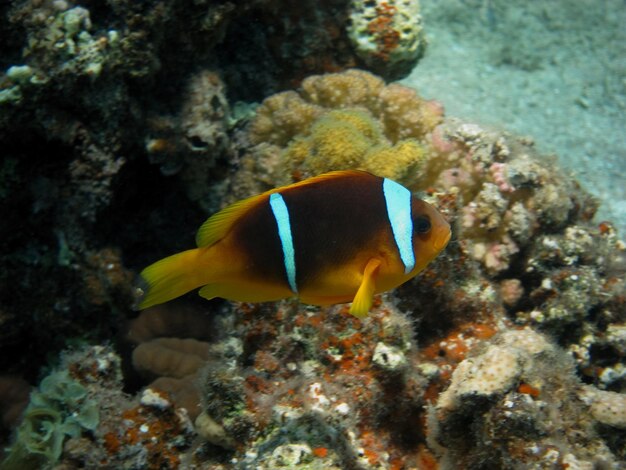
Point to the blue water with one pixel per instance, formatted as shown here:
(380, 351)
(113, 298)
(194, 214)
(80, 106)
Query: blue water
(553, 71)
────────────────────────────────────────
» TASK STATEMENT
The entries above must be output exactly, with every image left out.

» WRITTEN RESPONSE
Point to the blue water with one pixel per instance, formatted as shown here:
(380, 351)
(113, 298)
(194, 214)
(80, 106)
Query: blue water
(553, 71)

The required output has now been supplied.